▸ Source information
[Start of Attachment]

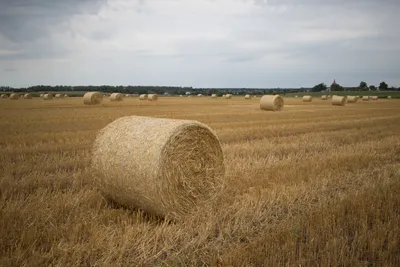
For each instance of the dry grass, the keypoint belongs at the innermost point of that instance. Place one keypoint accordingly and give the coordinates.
(313, 185)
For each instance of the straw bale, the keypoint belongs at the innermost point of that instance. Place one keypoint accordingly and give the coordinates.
(338, 100)
(271, 102)
(162, 166)
(92, 98)
(116, 97)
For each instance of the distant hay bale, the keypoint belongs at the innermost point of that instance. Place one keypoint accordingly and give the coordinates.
(152, 97)
(165, 167)
(92, 98)
(338, 100)
(14, 96)
(271, 102)
(47, 97)
(352, 99)
(116, 97)
(28, 96)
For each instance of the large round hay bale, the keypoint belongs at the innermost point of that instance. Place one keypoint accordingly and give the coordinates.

[End of Attachment]

▸ Exercise directions
The job is to set down the whole listing exactly, excluding any images.

▸ Result for this exercise
For each instance of the dry grass, the keypoint belongs at the innermost point of that instance. Place one keypoint accordingly and give the coordinates.
(313, 185)
For each instance of the straw bale, the keypoint belongs at the innermost point of that instance. Place one keypoint accordingly and give the coordinates.
(338, 100)
(271, 102)
(162, 166)
(92, 98)
(116, 97)
For each instance of the distant hay bale, the keypoint belongs at the innermost point of that instance. Place one keypoint accordingly and give the coordinates.
(152, 97)
(165, 167)
(92, 98)
(338, 100)
(14, 96)
(271, 102)
(47, 97)
(352, 99)
(116, 97)
(28, 96)
For each instance of the large round hay bale, the keypoint belongs at the innermost point of that instance. Place one keypoint accordingly and give the coordinates.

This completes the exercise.